Reading text →

The Freeze Shows Its Hand — and Tax Time Opens Under a New Rulebook
A withdrawal surge — 206 auctions pulled nationally, a quarter of Sydney's — reveals a market that's freezing rather than falling, while the first tax season of the TR 2026/1 era begins and June vacancy confirms the rental easing
Auctions withdrawn nationally this week — a fifth of reported results, including 103 in Sydney alone: a market freezing rather than falling
Clearance Rate
50.0%
Trending down
Cash Rate
4.35%
Held — 29 July CPI decides a live 11 August meeting
National Vacancy
1.3%
Well below 2.5% avg
Top Performer
Perth +23.9% annual
Annual growth leader
Market Trends
| City | Jun 21 | Jun 28 | Jul 5 | Jul 12 | Jul 19 | Month Trend |
|---|---|---|---|---|---|---|
| Sydney | 47.4%645 auctions | 47.3%642 auctions | 51.6%563 auctions | 57.5%452 auctions | 47.4%444 auctions | 0.0pp |
| Melbourne | 50.6%910 auctions | 50.2%815 auctions | 54.6%582 auctions | 56.2%585 auctions | 56.5%599 auctions | +5.9pp |
| Brisbane | 33.3%142 auctions | 39.3%139 auctions | 23.8%120 auctions | 43.0%128 auctions | 35.9%163 auctions | +2.6pp |
| Perth | 40.0%16 auctions | 44.4%13 auctions | 33.3%9 auctions | 25.0%8 auctions | 50.0%8 auctions | +10.0pp |
| Adelaide | 40.0%91 auctions | 68.7%115 auctions | 45.7%111 auctions | 59.1%83 auctions | 54.9%108 auctions | +14.9pp |
Last week's bounce didn't hold: combined-capitals clearance slipped back to 50.0% on 1,365 auctions (1,031 reported: 512 cleared, 519 uncleared) — down 4.8 points from 54.8%, with volumes edging up 3.6% as the school-holiday trough began to unwind. A year ago the same week cleared roughly 70%.

Written task 1 → Lay out the records from the start of the records through the line that contains "384 63 L 374" as a Markdown table with the columns Row and Record line, omitting blank lines.

Records from a data collection
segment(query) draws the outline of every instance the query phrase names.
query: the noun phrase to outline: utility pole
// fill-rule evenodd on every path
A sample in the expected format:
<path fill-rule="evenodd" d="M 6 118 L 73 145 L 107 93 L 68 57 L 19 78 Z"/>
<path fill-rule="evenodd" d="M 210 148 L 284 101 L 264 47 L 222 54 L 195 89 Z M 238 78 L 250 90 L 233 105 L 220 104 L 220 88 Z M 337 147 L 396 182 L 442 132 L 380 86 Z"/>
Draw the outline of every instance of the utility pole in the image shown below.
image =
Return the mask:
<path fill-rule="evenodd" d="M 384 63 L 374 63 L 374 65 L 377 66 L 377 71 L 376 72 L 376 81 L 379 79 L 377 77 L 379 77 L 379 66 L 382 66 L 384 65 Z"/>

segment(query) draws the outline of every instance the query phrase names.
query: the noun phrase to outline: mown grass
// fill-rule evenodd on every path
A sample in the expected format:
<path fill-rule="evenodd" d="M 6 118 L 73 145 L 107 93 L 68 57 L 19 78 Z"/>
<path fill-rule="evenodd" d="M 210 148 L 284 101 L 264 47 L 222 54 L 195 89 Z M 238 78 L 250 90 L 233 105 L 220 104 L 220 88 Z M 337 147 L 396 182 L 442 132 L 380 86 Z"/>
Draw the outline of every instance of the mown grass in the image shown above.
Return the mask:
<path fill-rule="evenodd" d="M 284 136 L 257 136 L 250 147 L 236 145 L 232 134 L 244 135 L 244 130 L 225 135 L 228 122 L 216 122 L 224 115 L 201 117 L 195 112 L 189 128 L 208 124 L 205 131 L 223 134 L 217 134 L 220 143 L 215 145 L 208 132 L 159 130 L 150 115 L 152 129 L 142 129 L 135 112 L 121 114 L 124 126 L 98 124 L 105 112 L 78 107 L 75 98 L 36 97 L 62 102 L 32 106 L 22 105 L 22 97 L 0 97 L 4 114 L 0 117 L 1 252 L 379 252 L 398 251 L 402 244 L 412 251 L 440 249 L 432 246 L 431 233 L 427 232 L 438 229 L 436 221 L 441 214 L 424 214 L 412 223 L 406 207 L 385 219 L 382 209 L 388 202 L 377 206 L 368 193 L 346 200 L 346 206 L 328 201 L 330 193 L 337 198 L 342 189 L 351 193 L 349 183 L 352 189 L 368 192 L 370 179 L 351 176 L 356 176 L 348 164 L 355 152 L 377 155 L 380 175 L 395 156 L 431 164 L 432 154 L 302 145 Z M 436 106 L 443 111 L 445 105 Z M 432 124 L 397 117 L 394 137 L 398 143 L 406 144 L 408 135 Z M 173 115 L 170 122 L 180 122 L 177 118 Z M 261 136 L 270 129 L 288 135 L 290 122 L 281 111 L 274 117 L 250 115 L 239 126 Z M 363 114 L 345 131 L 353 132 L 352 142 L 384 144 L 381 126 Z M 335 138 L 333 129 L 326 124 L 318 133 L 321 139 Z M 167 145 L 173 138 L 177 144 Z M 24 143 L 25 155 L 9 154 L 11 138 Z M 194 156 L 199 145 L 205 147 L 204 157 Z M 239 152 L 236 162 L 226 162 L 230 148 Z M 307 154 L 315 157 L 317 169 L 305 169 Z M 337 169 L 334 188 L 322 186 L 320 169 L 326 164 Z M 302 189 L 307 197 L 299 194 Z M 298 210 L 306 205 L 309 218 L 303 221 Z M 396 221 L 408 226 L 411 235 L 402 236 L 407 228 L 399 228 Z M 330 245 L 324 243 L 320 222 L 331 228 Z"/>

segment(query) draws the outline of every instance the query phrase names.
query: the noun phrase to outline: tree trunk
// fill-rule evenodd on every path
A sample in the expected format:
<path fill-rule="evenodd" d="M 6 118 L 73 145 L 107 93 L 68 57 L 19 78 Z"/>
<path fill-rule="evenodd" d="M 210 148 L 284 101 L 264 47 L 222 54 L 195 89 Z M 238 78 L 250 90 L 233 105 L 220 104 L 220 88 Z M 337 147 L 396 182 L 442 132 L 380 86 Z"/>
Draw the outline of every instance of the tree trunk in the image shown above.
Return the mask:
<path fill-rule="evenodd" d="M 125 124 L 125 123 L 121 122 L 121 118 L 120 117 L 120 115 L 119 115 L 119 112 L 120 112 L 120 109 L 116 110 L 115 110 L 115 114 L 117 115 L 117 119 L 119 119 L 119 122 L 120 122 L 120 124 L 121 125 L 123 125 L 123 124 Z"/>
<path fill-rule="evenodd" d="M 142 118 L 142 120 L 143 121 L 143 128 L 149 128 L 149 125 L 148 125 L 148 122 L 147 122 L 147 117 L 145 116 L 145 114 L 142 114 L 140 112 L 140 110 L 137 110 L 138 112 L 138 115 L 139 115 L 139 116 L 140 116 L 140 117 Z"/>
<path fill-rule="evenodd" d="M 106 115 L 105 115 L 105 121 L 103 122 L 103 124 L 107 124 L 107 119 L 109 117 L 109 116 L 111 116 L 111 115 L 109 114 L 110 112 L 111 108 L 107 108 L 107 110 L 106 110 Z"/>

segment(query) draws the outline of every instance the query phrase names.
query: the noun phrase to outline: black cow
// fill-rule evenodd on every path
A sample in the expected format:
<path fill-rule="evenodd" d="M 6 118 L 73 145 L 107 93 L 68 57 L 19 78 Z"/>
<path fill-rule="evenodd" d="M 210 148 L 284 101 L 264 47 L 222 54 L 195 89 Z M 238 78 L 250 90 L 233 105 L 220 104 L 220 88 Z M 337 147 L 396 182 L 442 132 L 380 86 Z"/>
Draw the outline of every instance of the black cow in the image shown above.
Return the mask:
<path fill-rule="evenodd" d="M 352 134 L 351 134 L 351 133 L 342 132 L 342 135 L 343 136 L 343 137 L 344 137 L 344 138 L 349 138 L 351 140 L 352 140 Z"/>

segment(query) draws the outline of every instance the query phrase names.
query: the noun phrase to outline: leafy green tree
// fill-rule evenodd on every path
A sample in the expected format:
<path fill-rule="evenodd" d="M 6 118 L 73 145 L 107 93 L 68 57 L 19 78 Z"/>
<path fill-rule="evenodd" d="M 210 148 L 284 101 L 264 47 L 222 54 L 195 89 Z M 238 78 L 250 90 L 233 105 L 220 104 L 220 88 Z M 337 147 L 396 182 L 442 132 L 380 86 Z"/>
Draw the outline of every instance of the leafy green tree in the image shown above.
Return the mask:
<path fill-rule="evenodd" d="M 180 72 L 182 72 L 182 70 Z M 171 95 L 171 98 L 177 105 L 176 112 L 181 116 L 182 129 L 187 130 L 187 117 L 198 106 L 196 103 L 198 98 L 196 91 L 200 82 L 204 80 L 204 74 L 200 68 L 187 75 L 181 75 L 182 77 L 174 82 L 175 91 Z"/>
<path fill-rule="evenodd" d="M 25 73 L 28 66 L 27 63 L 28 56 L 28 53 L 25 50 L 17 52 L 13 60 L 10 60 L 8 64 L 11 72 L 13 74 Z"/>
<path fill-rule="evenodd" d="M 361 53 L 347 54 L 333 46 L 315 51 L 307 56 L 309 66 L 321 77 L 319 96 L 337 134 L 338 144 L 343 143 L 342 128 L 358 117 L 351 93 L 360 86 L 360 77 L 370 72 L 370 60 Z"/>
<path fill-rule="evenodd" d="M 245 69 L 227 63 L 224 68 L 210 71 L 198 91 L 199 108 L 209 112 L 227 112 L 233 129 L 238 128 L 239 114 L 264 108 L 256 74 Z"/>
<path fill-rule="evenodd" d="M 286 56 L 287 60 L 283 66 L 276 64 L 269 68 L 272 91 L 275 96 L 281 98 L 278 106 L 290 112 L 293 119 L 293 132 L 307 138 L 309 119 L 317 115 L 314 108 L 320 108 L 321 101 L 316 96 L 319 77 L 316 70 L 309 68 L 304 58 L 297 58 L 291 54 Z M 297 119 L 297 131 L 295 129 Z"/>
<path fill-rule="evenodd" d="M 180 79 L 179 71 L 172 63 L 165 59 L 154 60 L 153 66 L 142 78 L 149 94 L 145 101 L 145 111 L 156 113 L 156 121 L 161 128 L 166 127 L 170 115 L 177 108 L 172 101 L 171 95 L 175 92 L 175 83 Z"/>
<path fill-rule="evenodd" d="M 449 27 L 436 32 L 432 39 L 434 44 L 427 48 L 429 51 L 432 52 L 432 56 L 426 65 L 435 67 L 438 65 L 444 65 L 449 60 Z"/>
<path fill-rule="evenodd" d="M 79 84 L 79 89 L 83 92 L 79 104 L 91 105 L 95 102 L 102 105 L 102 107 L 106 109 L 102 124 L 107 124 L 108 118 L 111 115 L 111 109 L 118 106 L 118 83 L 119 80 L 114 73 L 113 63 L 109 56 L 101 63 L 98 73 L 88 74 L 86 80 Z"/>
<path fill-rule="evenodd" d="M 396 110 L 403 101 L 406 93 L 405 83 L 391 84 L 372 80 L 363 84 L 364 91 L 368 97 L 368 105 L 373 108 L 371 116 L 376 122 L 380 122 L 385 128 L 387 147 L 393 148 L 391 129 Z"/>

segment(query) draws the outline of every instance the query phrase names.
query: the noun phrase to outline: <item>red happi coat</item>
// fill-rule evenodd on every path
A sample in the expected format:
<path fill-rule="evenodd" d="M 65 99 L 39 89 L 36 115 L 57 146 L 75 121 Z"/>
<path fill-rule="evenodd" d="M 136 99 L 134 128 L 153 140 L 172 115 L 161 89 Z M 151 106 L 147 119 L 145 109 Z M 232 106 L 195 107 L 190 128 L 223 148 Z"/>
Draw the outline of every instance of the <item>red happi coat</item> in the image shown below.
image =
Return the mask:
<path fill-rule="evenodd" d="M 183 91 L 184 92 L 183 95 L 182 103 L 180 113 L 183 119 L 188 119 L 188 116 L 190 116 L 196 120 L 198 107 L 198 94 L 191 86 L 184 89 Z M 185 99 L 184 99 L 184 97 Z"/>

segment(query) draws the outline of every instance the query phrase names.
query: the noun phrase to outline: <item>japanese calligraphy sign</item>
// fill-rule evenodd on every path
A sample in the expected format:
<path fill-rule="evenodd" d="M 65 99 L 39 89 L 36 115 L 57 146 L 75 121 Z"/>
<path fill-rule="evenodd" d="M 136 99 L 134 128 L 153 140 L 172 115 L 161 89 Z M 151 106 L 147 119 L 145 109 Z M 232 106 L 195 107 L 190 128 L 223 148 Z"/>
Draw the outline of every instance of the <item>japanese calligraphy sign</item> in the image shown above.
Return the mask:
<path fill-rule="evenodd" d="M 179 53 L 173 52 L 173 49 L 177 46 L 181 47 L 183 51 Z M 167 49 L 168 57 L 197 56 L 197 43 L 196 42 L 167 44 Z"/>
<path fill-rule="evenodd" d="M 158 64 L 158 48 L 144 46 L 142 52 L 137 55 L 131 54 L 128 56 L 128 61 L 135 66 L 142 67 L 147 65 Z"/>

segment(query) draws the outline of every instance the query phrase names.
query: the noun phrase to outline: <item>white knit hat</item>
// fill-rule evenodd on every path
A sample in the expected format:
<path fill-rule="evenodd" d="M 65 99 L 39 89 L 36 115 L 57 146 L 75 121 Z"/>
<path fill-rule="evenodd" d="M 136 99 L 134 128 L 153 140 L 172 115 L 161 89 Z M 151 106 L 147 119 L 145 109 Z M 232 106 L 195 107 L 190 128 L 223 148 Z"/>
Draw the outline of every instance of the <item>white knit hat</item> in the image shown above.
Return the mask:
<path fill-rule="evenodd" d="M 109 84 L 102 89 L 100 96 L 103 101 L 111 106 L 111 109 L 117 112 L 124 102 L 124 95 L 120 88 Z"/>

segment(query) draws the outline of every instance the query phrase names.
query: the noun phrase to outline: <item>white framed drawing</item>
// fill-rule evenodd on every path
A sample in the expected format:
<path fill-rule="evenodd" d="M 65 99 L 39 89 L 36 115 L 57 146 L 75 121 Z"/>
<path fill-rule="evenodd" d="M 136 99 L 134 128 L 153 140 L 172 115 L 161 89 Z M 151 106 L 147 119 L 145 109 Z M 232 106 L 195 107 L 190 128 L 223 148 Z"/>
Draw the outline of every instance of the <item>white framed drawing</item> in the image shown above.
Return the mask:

Written task 2 → Indicate whether each statement agrees with the property market update, answering yes or no and quoting the deciding words: (a) Combined-capitals clearance this week was 50.0%. (b) Sydney accounted for 103 of the withdrawn auctions. (c) The national vacancy rate sits above its 2.5% average.

Complete response 1 →
| Row | Record line |
|---|---|
| 1 | segment(query) draws the outline of every instance the query phrase names. |
| 2 | query: the noun phrase to outline: utility pole |
| 3 | // fill-rule evenodd on every path |
| 4 | A sample in the expected format: |
| 5 | <path fill-rule="evenodd" d="M 6 118 L 73 145 L 107 93 L 68 57 L 19 78 Z"/> |
| 6 | <path fill-rule="evenodd" d="M 210 148 L 284 101 L 264 47 L 222 54 L 195 89 Z M 238 78 L 250 90 L 233 105 L 220 104 L 220 88 Z M 337 147 L 396 182 L 442 132 L 380 86 Z"/> |
| 7 | Draw the outline of every instance of the utility pole in the image shown below. |
| 8 | image = |
| 9 | Return the mask: |
| 10 | <path fill-rule="evenodd" d="M 384 63 L 374 63 L 374 65 L 377 66 L 377 71 L 376 72 L 376 81 L 379 79 L 377 77 L 379 77 L 379 66 L 382 66 L 384 65 Z"/> |

Complete response 2 →
(a) Yes: "combined-capitals clearance slipped back to 50.0% on 1,365 auctions"
(b) Yes: "including 103 in Sydney alone"
(c) No: "Well below 2.5% avg"